**Extrait du texte**
============

Un peu plus de 500 tonnes de déchets ont été ramassées depuis novembre 2018, date à laquelle Ares s’est lancée dans cette activité. Une statistique remarquable, qui n’impressionne pas pour autant Franck Eboa. En effet, pour cet ingénieur de 27 ans diplômé de l’institut des sciences halieutiques de Yabassi, ce chiffre est bien en deçà du potentiel qu’offre la ville.

2500 tonnes de déchets par jour à Douala

La start-up, qui opère dans le 5e arrondissement et un quartier du 3e, compte élargir son territoire et envisage une levée de fonds pour diversifier son activité et développer le tri et la valorisation des déchets.

En 2018, la production en déchets de Douala était estimée à 2500 tonnes par jour contre moins de 2000 l’année précédente. Cette nette augmentation avait amené la communauté urbaine qui fait office de mairie de la ville, à procéder à une hausse de 4 % du budget alloué à la gestion des ordures gérée par la société en charge de l’hygiène et de la salubrité (Hysacam). La cagnotte passait alors pour la première fois, le cap des 3 milliards de F CFA.

============

**Relevé**
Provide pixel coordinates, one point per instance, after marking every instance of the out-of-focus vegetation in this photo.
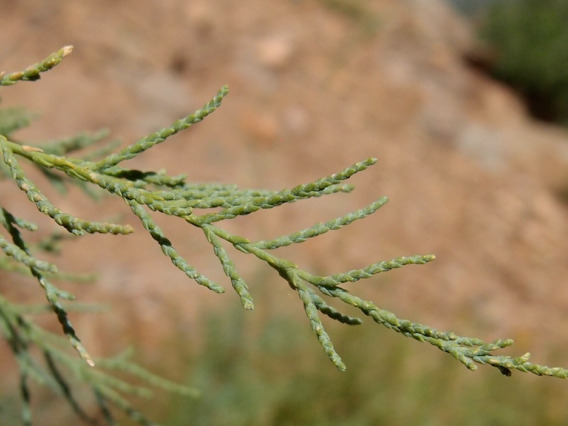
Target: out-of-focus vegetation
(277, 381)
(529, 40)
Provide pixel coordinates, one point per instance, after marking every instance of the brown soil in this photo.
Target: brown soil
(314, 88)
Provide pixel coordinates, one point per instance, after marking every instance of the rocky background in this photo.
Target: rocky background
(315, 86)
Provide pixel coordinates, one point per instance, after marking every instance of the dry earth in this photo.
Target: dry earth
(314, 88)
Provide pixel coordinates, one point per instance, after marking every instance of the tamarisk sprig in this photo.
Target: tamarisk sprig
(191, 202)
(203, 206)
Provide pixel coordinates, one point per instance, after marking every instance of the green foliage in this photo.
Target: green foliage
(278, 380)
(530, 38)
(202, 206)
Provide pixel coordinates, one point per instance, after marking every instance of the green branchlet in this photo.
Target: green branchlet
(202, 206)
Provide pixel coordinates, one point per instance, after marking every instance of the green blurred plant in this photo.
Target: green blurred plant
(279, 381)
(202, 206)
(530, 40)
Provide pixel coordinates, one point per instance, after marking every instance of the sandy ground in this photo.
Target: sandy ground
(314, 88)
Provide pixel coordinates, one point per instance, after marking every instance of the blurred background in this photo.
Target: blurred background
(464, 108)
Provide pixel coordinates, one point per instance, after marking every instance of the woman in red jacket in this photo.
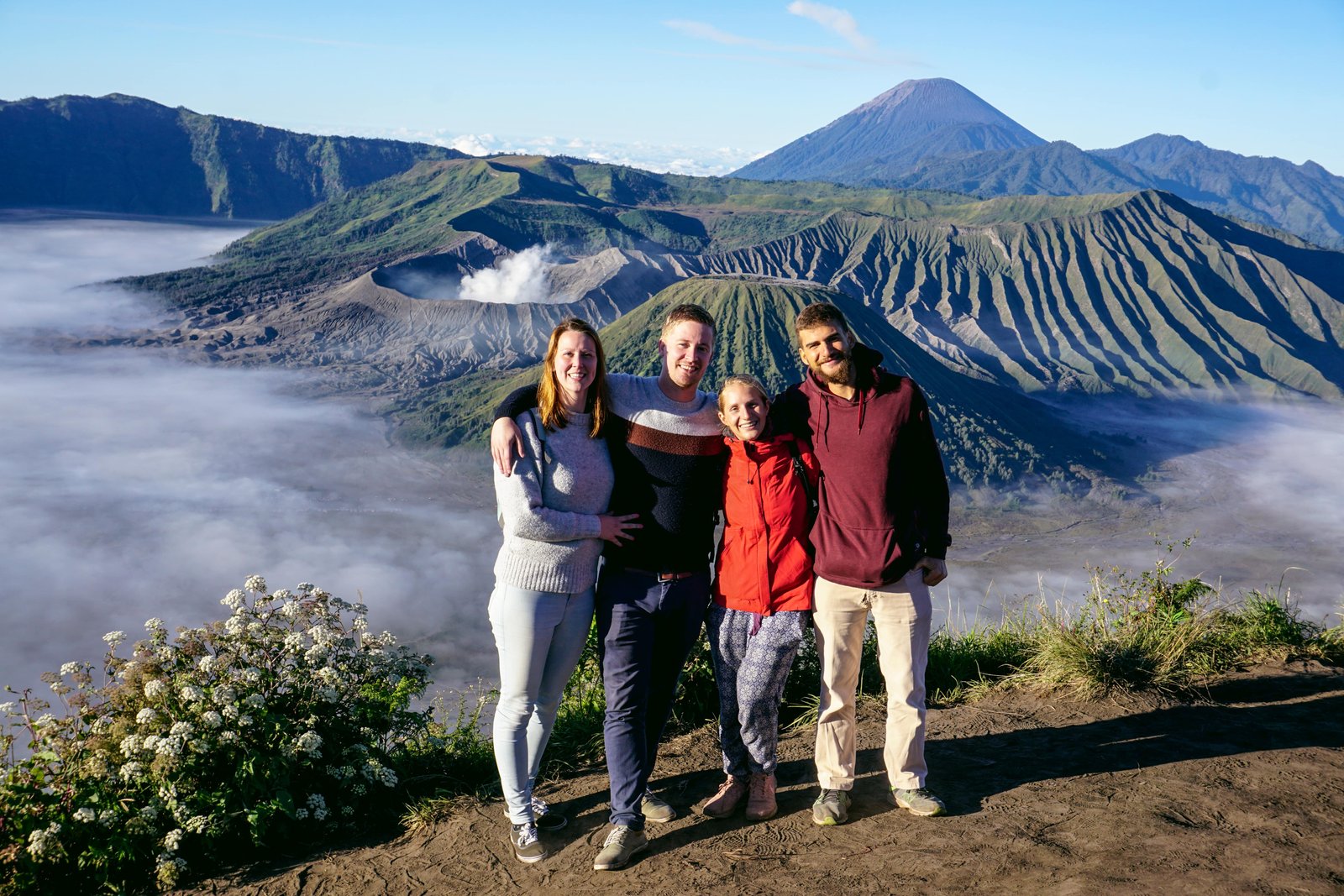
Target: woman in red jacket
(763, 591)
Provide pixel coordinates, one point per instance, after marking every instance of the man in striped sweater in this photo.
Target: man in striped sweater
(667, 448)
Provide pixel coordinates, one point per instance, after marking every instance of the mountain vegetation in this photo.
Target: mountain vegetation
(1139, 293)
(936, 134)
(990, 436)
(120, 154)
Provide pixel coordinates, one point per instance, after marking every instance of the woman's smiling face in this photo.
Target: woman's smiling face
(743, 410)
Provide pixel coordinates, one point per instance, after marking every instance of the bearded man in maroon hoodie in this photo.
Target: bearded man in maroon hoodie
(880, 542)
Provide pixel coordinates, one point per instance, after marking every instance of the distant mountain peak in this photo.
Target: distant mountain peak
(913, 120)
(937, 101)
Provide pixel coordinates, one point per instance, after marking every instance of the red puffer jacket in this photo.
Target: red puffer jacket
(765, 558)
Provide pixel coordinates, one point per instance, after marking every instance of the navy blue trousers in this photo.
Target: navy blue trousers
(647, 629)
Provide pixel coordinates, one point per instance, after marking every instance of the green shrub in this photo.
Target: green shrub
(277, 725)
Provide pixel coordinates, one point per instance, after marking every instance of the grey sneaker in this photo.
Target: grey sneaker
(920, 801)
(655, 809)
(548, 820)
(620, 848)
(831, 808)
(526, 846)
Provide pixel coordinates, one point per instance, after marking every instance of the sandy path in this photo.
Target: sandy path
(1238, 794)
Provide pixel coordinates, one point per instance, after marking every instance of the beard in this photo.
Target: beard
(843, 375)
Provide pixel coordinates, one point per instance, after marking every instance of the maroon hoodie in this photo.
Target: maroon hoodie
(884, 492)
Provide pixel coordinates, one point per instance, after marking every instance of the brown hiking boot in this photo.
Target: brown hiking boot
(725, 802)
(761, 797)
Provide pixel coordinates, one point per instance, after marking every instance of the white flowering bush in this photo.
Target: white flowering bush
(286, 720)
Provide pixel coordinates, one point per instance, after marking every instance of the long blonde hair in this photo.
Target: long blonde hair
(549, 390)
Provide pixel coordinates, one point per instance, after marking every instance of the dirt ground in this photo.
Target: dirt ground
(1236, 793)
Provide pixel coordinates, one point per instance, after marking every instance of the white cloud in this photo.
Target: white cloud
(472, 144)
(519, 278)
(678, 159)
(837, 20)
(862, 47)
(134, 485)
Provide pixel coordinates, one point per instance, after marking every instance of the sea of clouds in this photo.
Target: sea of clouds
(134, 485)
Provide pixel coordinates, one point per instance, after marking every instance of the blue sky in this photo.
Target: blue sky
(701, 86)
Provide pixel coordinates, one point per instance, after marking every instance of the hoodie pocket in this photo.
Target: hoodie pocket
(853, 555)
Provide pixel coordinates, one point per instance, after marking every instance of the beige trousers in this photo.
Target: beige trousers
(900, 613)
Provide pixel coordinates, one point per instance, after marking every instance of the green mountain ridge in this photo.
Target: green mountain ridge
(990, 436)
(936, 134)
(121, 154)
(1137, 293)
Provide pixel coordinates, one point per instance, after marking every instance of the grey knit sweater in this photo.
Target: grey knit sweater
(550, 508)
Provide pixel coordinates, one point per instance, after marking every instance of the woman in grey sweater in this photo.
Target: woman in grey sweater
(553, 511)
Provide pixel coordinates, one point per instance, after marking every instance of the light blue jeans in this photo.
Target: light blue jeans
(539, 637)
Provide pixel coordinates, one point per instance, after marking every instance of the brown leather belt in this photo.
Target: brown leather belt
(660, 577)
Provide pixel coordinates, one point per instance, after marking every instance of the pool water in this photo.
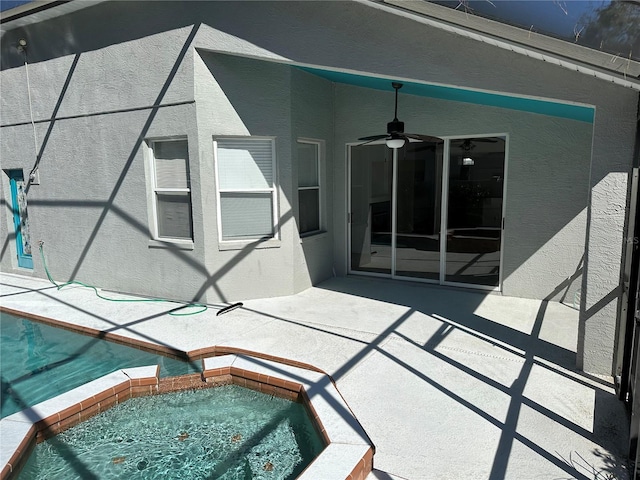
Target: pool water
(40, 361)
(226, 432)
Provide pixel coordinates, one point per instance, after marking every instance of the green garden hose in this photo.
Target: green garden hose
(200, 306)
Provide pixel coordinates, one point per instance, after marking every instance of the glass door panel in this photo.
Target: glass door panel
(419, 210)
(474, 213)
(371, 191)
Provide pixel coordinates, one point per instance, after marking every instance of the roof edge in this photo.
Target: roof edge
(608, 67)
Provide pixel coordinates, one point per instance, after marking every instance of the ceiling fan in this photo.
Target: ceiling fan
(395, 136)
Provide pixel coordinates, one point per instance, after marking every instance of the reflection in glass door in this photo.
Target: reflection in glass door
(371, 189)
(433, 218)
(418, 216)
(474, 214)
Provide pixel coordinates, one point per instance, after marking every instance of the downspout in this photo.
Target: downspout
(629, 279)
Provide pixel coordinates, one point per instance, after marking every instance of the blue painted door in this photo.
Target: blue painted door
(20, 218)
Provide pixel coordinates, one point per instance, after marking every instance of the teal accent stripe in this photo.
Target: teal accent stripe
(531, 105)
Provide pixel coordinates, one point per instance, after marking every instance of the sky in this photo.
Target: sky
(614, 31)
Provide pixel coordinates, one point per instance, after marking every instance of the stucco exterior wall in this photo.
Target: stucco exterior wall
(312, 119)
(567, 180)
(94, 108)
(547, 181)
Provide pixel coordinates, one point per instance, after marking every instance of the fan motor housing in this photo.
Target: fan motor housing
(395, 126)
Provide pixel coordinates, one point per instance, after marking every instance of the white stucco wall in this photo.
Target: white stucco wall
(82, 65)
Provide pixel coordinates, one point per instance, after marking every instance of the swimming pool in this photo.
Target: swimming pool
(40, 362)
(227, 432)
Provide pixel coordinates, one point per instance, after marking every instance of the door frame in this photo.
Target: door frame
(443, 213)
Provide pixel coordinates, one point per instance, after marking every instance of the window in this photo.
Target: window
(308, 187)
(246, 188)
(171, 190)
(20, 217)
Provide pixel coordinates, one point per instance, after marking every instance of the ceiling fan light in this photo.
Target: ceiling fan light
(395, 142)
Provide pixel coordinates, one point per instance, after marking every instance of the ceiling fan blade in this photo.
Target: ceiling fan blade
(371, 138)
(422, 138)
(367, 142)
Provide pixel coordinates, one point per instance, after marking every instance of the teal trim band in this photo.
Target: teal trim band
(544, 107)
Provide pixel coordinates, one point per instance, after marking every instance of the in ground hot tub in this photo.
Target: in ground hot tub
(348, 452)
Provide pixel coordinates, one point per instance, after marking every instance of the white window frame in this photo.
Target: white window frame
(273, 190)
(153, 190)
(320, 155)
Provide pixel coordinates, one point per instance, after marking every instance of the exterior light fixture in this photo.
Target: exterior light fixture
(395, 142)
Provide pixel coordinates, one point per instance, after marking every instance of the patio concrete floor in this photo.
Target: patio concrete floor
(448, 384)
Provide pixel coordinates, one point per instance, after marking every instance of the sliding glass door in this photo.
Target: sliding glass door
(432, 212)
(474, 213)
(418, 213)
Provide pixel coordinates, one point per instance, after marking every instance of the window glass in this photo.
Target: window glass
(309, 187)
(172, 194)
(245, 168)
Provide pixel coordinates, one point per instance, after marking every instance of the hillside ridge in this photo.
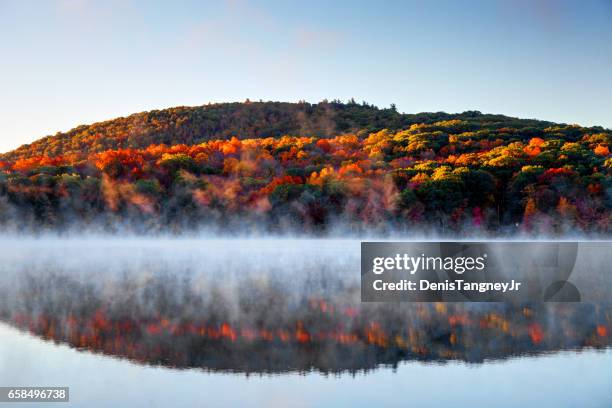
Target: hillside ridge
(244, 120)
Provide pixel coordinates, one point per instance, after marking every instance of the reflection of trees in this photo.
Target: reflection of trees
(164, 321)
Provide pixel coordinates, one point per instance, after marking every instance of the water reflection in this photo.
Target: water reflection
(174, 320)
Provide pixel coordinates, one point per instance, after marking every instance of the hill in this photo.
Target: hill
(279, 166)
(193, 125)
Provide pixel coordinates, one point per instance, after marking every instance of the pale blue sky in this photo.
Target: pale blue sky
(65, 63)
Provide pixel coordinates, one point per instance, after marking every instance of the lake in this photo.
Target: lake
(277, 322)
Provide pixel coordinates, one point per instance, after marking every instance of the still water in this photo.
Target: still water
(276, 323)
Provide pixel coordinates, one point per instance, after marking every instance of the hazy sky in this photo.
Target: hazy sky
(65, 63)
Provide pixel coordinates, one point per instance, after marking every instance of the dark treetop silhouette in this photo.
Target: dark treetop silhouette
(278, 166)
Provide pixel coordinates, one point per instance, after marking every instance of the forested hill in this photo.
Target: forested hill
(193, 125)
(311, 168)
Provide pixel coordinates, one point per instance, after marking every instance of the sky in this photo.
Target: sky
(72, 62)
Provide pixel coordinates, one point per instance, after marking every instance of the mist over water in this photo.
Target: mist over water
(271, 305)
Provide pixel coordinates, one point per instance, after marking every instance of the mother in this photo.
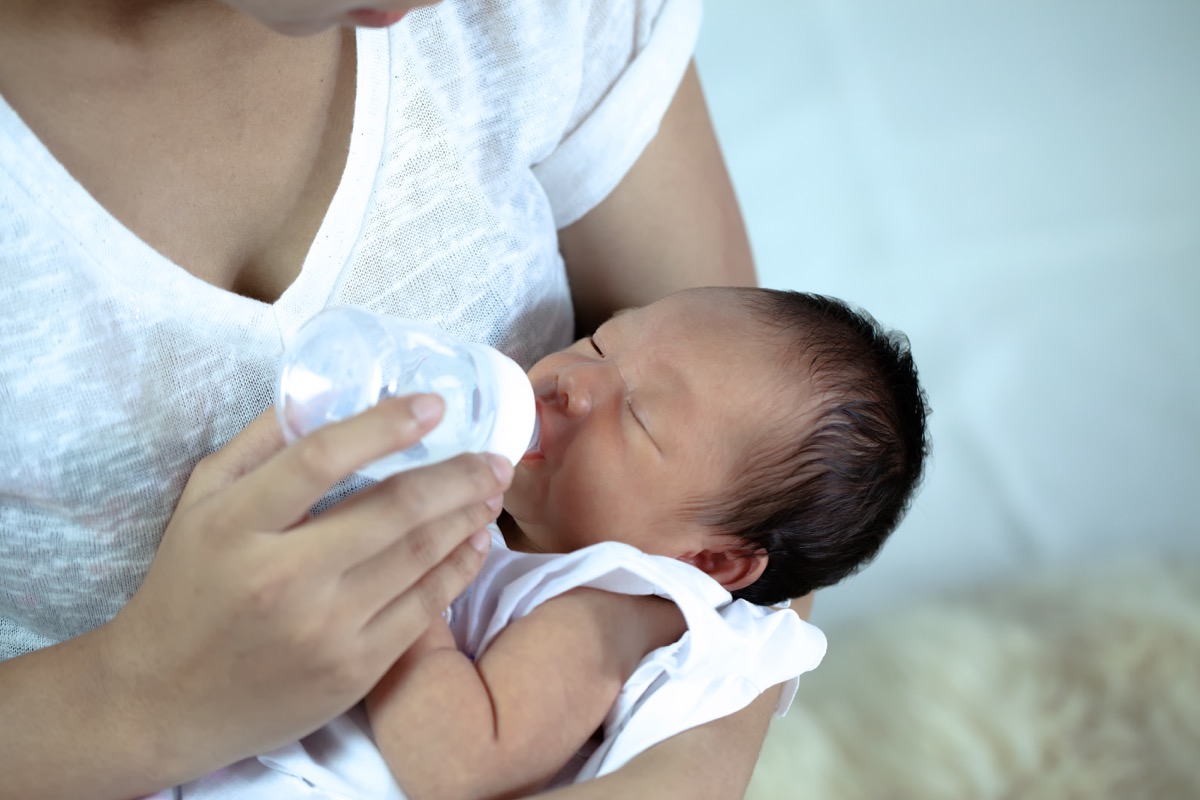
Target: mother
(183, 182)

============

**Vos consignes**
Reproduisez mot pour mot l'intégralité de l'extrait sur la collecte des déchets à Douala, sans en modifier la moindre ligne.

**Tâche accomplie**
Un peu plus de 500 tonnes de déchets ont été ramassées depuis novembre 2018, date à laquelle Ares s’est lancée dans cette activité. Une statistique remarquable, qui n’impressionne pas pour autant Franck Eboa. En effet, pour cet ingénieur de 27 ans diplômé de l’institut des sciences halieutiques de Yabassi, ce chiffre est bien en deçà du potentiel qu’offre la ville.

2500 tonnes de déchets par jour à Douala

La start-up, qui opère dans le 5e arrondissement et un quartier du 3e, compte élargir son territoire et envisage une levée de fonds pour diversifier son activité et développer le tri et la valorisation des déchets.

En 2018, la production en déchets de Douala était estimée à 2500 tonnes par jour contre moins de 2000 l’année précédente. Cette nette augmentation avait amené la communauté urbaine qui fait office de mairie de la ville, à procéder à une hausse de 4 % du budget alloué à la gestion des ordures gérée par la société en charge de l’hygiène et de la salubrité (Hysacam). La cagnotte passait alors pour la première fois, le cap des 3 milliards de F CFA.